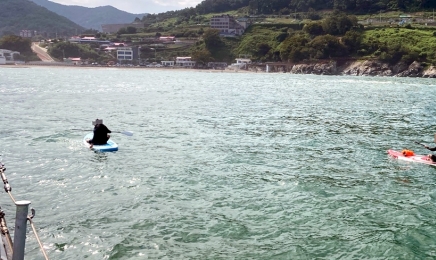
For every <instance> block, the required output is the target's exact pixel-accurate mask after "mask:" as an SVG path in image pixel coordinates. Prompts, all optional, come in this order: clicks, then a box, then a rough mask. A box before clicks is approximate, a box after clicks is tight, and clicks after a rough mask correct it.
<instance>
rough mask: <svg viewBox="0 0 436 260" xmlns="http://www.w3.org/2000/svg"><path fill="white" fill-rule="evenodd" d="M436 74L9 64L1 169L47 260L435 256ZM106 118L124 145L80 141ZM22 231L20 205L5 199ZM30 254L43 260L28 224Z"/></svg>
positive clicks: (0, 109)
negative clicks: (232, 70)
mask: <svg viewBox="0 0 436 260" xmlns="http://www.w3.org/2000/svg"><path fill="white" fill-rule="evenodd" d="M435 96H436V81H435V80H434V79H408V78H380V77H375V78H368V77H345V76H343V77H332V76H313V75H291V74H262V73H259V74H256V73H209V72H196V71H176V70H150V69H130V70H128V69H111V68H108V69H95V70H92V69H80V68H76V69H68V68H50V67H42V68H40V67H38V68H36V67H31V68H7V67H0V119H1V121H0V122H1V127H0V154H1V155H2V156H1V157H0V161H2V162H3V163H5V164H6V167H7V171H6V176H7V177H8V180H9V183H10V184H11V186H12V194H13V195H14V197H15V198H16V199H17V200H30V201H32V204H31V207H33V208H35V209H36V217H35V218H34V222H35V225H36V227H37V229H38V234H39V236H40V238H41V240H42V242H43V244H44V247H45V248H46V250H47V253H48V255H49V257H50V259H434V258H436V218H435V215H436V204H435V200H436V190H435V188H436V185H435V184H436V168H434V167H431V166H428V165H421V164H412V163H406V162H401V161H397V160H393V159H390V158H388V156H387V154H386V150H388V149H391V148H393V149H396V150H401V149H405V148H408V149H412V150H414V151H415V152H416V153H418V154H427V153H429V151H427V150H425V149H423V148H422V147H420V146H418V145H416V144H414V141H422V142H425V143H427V144H429V145H435V144H434V143H433V135H434V134H435V133H436V124H435V122H436V121H435V119H436V108H435V100H434V99H435ZM95 118H103V119H104V123H105V124H106V125H107V126H108V127H109V129H111V130H113V131H124V130H128V131H133V132H134V136H132V137H128V136H125V135H122V134H115V133H114V134H112V138H113V140H114V141H115V142H117V143H118V145H119V147H120V149H119V151H118V152H115V153H103V154H102V153H94V152H92V151H90V150H89V149H87V148H86V147H85V146H84V144H83V143H82V139H83V136H84V135H85V134H86V133H87V132H88V131H76V130H71V129H84V130H88V129H89V131H91V129H92V125H91V121H92V120H94V119H95ZM0 206H1V208H2V210H3V211H4V212H5V213H6V218H7V220H8V226H9V228H10V229H11V232H12V234H13V228H14V224H13V223H14V217H15V207H14V205H13V204H12V202H11V200H10V198H9V196H8V195H7V194H6V193H3V195H2V196H0ZM26 259H43V255H42V253H41V252H40V251H39V246H38V243H37V241H36V239H35V236H34V235H33V233H32V232H31V230H30V229H29V233H28V235H27V244H26Z"/></svg>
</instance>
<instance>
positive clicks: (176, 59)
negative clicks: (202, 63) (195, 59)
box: [176, 57, 195, 68]
mask: <svg viewBox="0 0 436 260" xmlns="http://www.w3.org/2000/svg"><path fill="white" fill-rule="evenodd" d="M194 66H195V61H192V60H191V57H176V67H183V68H192V67H194Z"/></svg>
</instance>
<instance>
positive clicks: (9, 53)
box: [0, 49, 20, 64]
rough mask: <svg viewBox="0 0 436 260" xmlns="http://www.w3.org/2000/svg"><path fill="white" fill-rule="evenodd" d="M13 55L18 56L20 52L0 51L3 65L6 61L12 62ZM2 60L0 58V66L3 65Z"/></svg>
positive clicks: (5, 62)
mask: <svg viewBox="0 0 436 260" xmlns="http://www.w3.org/2000/svg"><path fill="white" fill-rule="evenodd" d="M15 54H17V55H20V52H18V51H10V50H6V49H0V56H1V57H3V58H4V62H5V63H6V61H14V55H15ZM3 58H0V64H4V63H2V62H3Z"/></svg>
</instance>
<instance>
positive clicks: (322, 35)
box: [309, 34, 347, 59]
mask: <svg viewBox="0 0 436 260" xmlns="http://www.w3.org/2000/svg"><path fill="white" fill-rule="evenodd" d="M309 46H310V47H311V56H312V58H315V59H327V58H332V57H342V56H345V55H346V54H347V49H346V47H345V46H344V45H343V44H342V43H340V42H339V39H338V38H337V37H334V36H332V35H329V34H327V35H321V36H317V37H315V39H313V40H312V41H311V42H310V44H309Z"/></svg>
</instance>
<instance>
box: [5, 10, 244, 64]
mask: <svg viewBox="0 0 436 260" xmlns="http://www.w3.org/2000/svg"><path fill="white" fill-rule="evenodd" d="M128 26H133V27H135V28H142V27H143V26H144V25H143V24H141V23H132V24H103V25H102V31H103V32H105V33H115V32H117V31H119V30H120V29H121V28H126V27H128ZM248 26H249V20H248V19H246V18H243V19H235V18H234V17H232V16H230V15H227V14H224V15H217V16H213V17H212V18H211V19H210V28H212V29H217V30H219V31H220V34H221V35H222V36H225V37H232V36H239V35H242V34H243V33H244V31H245V29H246V28H247V27H248ZM34 34H35V31H30V30H22V31H21V32H20V35H21V36H22V37H32V36H33V35H34ZM156 40H157V42H159V44H156V43H155V44H149V46H150V47H149V48H150V49H151V50H154V51H155V54H156V48H158V47H160V46H157V45H162V46H163V45H164V44H167V43H171V42H175V41H176V38H175V37H174V36H164V37H160V38H159V39H156ZM68 41H69V42H71V43H76V44H90V43H95V44H96V45H98V46H99V48H100V50H103V51H107V52H111V53H113V54H114V55H116V59H117V61H118V63H119V64H126V63H127V64H129V63H130V64H132V63H140V62H139V61H140V53H141V46H133V45H132V46H130V45H128V44H126V43H114V42H110V41H108V40H101V39H98V38H95V37H78V36H74V37H71V38H70V39H68ZM155 45H156V46H155ZM153 47H154V48H153ZM2 56H3V57H4V55H2V53H1V52H0V63H2ZM155 56H156V55H155ZM64 61H65V62H69V63H73V64H77V65H79V64H85V63H86V62H84V61H81V59H80V58H78V57H68V58H64ZM154 65H157V64H156V63H154ZM195 65H196V62H195V61H193V60H192V59H191V57H176V58H175V60H173V61H172V60H168V61H161V63H160V64H159V66H165V67H185V68H190V67H195ZM208 66H210V67H214V68H217V67H219V68H222V67H225V66H227V64H226V63H223V62H221V63H220V62H218V63H216V62H215V63H210V64H208Z"/></svg>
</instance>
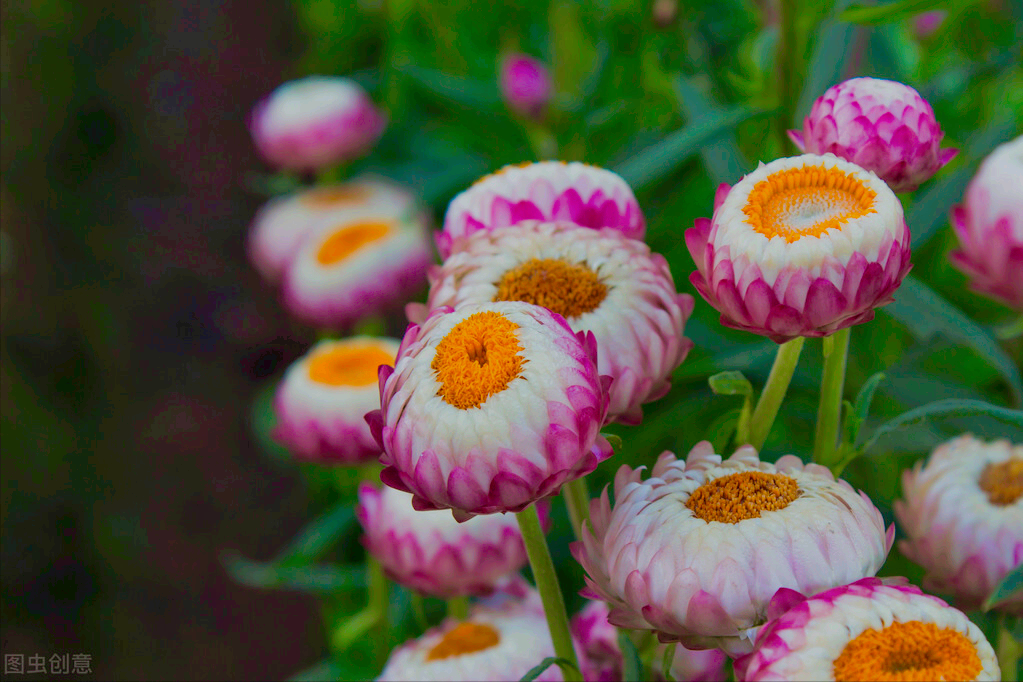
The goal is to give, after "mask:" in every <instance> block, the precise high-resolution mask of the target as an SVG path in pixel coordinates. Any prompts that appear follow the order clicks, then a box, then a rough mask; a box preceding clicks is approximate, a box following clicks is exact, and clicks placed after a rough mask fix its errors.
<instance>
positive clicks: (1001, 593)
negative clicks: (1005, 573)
mask: <svg viewBox="0 0 1023 682" xmlns="http://www.w3.org/2000/svg"><path fill="white" fill-rule="evenodd" d="M1021 592H1023V563H1021V564H1019V565H1018V566H1016V567H1015V569H1013V570H1012V571H1011V572H1010V573H1009V575H1008V576H1006V577H1005V579H1004V580H1003V581H1002V582H1000V583H998V586H997V587H996V588H994V592H991V596H989V597H988V598H987V600H986V601H985V602H984V610H985V611H986V610H990V609H991V608H994V607H995V606H997V605H998V604H1000V603H1003V602H1004V601H1007V600H1008V599H1012V598H1013V597H1015V596H1016V595H1018V594H1020V593H1021Z"/></svg>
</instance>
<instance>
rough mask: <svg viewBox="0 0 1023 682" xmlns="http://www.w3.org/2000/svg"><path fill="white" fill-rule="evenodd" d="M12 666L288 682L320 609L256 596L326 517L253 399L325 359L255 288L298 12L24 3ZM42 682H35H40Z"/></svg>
mask: <svg viewBox="0 0 1023 682" xmlns="http://www.w3.org/2000/svg"><path fill="white" fill-rule="evenodd" d="M0 45H2V60H3V77H2V78H3V81H2V102H3V103H2V230H3V236H2V239H3V243H2V249H3V251H2V273H3V281H2V324H3V333H2V348H0V354H2V359H0V372H2V374H0V382H2V406H3V410H2V447H3V454H2V471H3V473H2V509H3V510H2V519H0V522H2V528H3V543H2V546H3V549H2V552H3V554H2V561H0V565H2V584H3V587H2V621H3V635H2V641H3V645H2V651H3V653H5V654H7V653H24V654H25V656H26V657H28V656H29V655H32V654H36V653H39V654H43V655H44V656H46V657H47V658H48V657H49V656H50V655H51V654H53V653H60V654H62V653H68V652H71V653H86V654H90V655H91V656H92V660H91V668H92V671H93V674H94V675H93V677H95V678H98V679H281V678H284V677H287V676H288V675H291V674H292V673H293V672H295V671H296V670H298V669H301V668H303V667H305V666H307V665H309V663H311V662H313V661H315V660H317V658H319V657H321V656H322V652H323V647H324V643H323V634H322V632H321V630H322V627H321V619H320V617H319V613H318V610H317V606H316V603H315V602H314V601H313V600H312V599H311V598H306V597H302V596H297V594H296V593H286V592H270V591H256V590H253V589H250V588H244V587H240V586H238V585H236V584H235V583H233V582H232V581H231V580H230V579H228V578H227V576H226V575H225V573H224V571H223V569H222V566H221V563H220V560H219V553H220V552H221V551H222V550H225V549H237V550H238V551H240V552H242V553H244V554H246V555H249V556H253V557H256V558H265V557H267V556H269V555H270V554H272V553H273V552H274V551H275V550H277V549H278V548H279V547H280V546H281V545H282V544H284V543H285V541H286V540H287V539H288V538H290V537H291V536H292V535H294V533H295V531H296V530H297V529H298V528H299V527H300V526H301V525H302V522H303V519H304V518H305V517H306V516H307V515H308V505H309V500H308V499H307V498H308V497H309V496H308V494H307V491H306V487H305V486H304V485H303V483H302V481H301V480H300V479H299V476H298V475H297V473H296V471H295V469H294V468H293V467H288V466H282V465H275V464H274V462H273V461H272V460H269V459H267V458H266V457H263V456H262V455H260V454H259V452H258V449H257V447H256V446H255V445H254V443H253V442H252V437H251V436H250V435H249V429H248V428H247V425H246V422H247V412H248V410H249V404H250V402H251V399H252V395H253V392H254V390H255V387H256V385H258V380H259V379H260V378H261V377H264V376H269V375H270V374H272V373H273V372H275V371H277V370H279V369H280V367H281V365H282V363H287V362H290V361H291V360H292V359H293V358H294V357H296V356H297V355H299V354H300V353H301V352H302V351H303V350H304V349H303V347H302V346H300V344H299V342H296V340H283V339H295V338H298V339H299V340H302V338H303V333H304V330H301V329H298V330H295V329H291V328H290V327H288V322H287V320H286V318H285V316H284V314H283V312H282V311H281V309H280V307H279V305H278V304H277V303H276V301H275V299H274V297H273V295H272V293H271V292H270V291H269V290H267V289H266V288H264V286H263V285H262V284H261V283H260V281H259V280H258V278H257V276H256V274H255V273H254V272H253V270H252V269H251V268H250V267H249V266H248V265H247V263H246V260H244V252H243V235H244V231H246V228H247V225H248V223H249V221H250V220H251V217H252V215H253V212H254V211H255V209H256V208H257V207H258V206H259V203H260V202H261V200H262V199H260V198H259V197H257V196H253V195H251V194H249V193H247V192H246V191H244V190H243V189H242V186H243V183H242V179H243V176H244V174H246V173H247V172H250V171H252V170H253V169H259V168H261V164H260V162H259V160H258V158H257V156H256V154H255V151H254V149H253V146H252V142H251V139H250V137H249V134H248V130H247V128H246V125H244V121H246V116H247V113H248V111H249V109H250V107H251V106H252V104H253V102H255V101H256V99H258V98H259V97H261V96H263V95H264V94H266V93H267V92H269V91H270V90H272V89H273V88H274V87H275V86H276V85H278V84H279V83H280V82H281V81H282V80H284V79H286V78H290V77H292V76H293V74H292V73H291V72H290V70H291V69H292V67H293V66H292V64H293V63H294V61H295V60H296V56H297V54H298V51H299V50H300V49H301V45H300V44H299V39H298V31H297V29H296V26H295V18H294V12H293V10H292V8H291V7H290V6H287V5H286V4H285V3H284V2H283V1H281V0H243V1H242V0H182V1H176V2H157V1H145V0H143V1H142V2H135V1H134V0H133V1H131V2H103V3H98V2H78V1H77V0H69V1H62V0H30V1H16V2H4V3H3V10H2V43H0ZM34 677H39V676H34Z"/></svg>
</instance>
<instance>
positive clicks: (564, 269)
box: [494, 258, 608, 319]
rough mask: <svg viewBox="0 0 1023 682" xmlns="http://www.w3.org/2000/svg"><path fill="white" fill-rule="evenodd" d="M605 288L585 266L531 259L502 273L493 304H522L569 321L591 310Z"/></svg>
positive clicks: (602, 292)
mask: <svg viewBox="0 0 1023 682" xmlns="http://www.w3.org/2000/svg"><path fill="white" fill-rule="evenodd" d="M607 295H608V287H607V285H605V283H604V282H602V281H601V279H599V278H598V277H597V276H596V273H595V272H593V271H592V270H590V269H589V268H587V267H586V266H585V265H582V264H579V265H573V264H571V263H566V262H565V261H562V260H558V259H544V260H539V259H535V258H534V259H531V260H529V261H526V262H525V263H523V264H522V265H520V266H518V267H516V268H513V269H511V270H508V271H507V272H505V273H504V275H503V276H502V277H501V280H500V282H498V284H497V295H495V297H494V301H524V302H526V303H531V304H534V305H537V306H543V307H544V308H548V309H550V310H551V311H553V312H555V313H558V314H559V315H561V316H563V317H565V318H566V319H570V318H573V317H576V316H578V315H582V314H583V313H588V312H590V311H592V310H594V309H595V308H596V307H597V306H599V305H601V303H602V302H603V301H604V299H605V297H607Z"/></svg>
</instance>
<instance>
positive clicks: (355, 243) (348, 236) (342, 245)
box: [316, 221, 391, 265]
mask: <svg viewBox="0 0 1023 682" xmlns="http://www.w3.org/2000/svg"><path fill="white" fill-rule="evenodd" d="M390 231H391V224H390V223H386V222H383V221H366V222H361V223H349V224H347V225H344V226H342V227H340V228H338V229H337V230H335V231H333V232H332V233H330V235H329V236H328V237H327V238H326V239H324V240H323V243H321V244H320V247H319V249H318V251H317V252H316V261H317V263H319V264H320V265H335V264H337V263H341V262H342V261H344V260H345V259H346V258H348V257H349V256H351V255H352V254H354V253H355V252H356V251H358V249H359V248H361V247H362V246H365V245H366V244H369V243H372V242H373V241H377V240H380V239H383V238H384V237H385V236H387V235H388V233H389V232H390Z"/></svg>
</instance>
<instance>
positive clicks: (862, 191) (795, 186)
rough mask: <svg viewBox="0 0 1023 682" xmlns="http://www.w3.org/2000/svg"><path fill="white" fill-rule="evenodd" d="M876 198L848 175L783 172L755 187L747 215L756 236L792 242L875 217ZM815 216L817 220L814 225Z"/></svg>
mask: <svg viewBox="0 0 1023 682" xmlns="http://www.w3.org/2000/svg"><path fill="white" fill-rule="evenodd" d="M875 198H877V192H875V191H874V190H873V189H871V188H870V187H869V186H868V185H865V184H864V183H863V182H862V181H860V180H858V179H856V178H855V177H853V176H852V175H850V174H848V173H846V172H845V171H841V170H839V169H837V168H830V169H829V168H824V167H820V166H804V167H802V168H792V169H788V170H785V171H779V172H777V173H773V174H771V175H770V176H768V177H767V178H766V179H764V180H761V181H760V182H758V183H757V184H756V185H754V186H753V191H751V192H750V195H749V198H748V199H747V202H746V206H745V207H744V208H743V213H744V214H746V222H747V223H749V224H750V225H752V226H753V229H754V230H755V231H757V232H759V233H760V234H762V235H764V236H765V237H767V238H771V237H783V238H784V239H785V240H786V241H787V242H788V243H792V242H793V241H796V240H798V239H801V238H802V237H806V236H815V237H819V236H820V235H821V234H824V233H825V232H826V231H828V230H830V229H836V230H841V229H842V226H843V225H845V224H846V223H848V222H849V221H850V220H855V219H857V218H861V217H863V216H865V215H868V214H871V213H876V210H875V208H874V200H875ZM814 215H819V216H820V217H819V219H817V220H813V216H814ZM794 219H801V220H794ZM811 221H812V222H811ZM794 222H795V223H797V224H795V225H794V224H793V223H794Z"/></svg>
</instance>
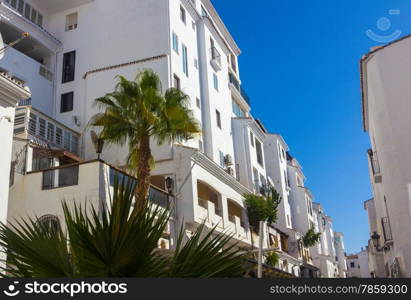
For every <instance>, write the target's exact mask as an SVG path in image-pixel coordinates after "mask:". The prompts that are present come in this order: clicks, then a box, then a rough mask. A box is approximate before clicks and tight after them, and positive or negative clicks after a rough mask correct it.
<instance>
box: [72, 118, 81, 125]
mask: <svg viewBox="0 0 411 300" xmlns="http://www.w3.org/2000/svg"><path fill="white" fill-rule="evenodd" d="M73 121H74V124H76V126H78V127H80V125H81V119H80V116H73Z"/></svg>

_Task item_.
Starting at the line with "The goal is" and ending at the line with "positive clicks: (1001, 593)", print each line of the listing above exactly, with no other lines.

_Answer section_.
The goal is to give, after "mask:" in every <instance> block, the precise high-resolution mask of the target as an SVG path in pixel coordinates. Any prompts that appear follow the order clicks, then a box, then a rough mask; a box preceding clicks is approximate, a box following clicks is exact, and clicks placed after a rough mask fix its errors.
<instance>
positive clicks: (1001, 593)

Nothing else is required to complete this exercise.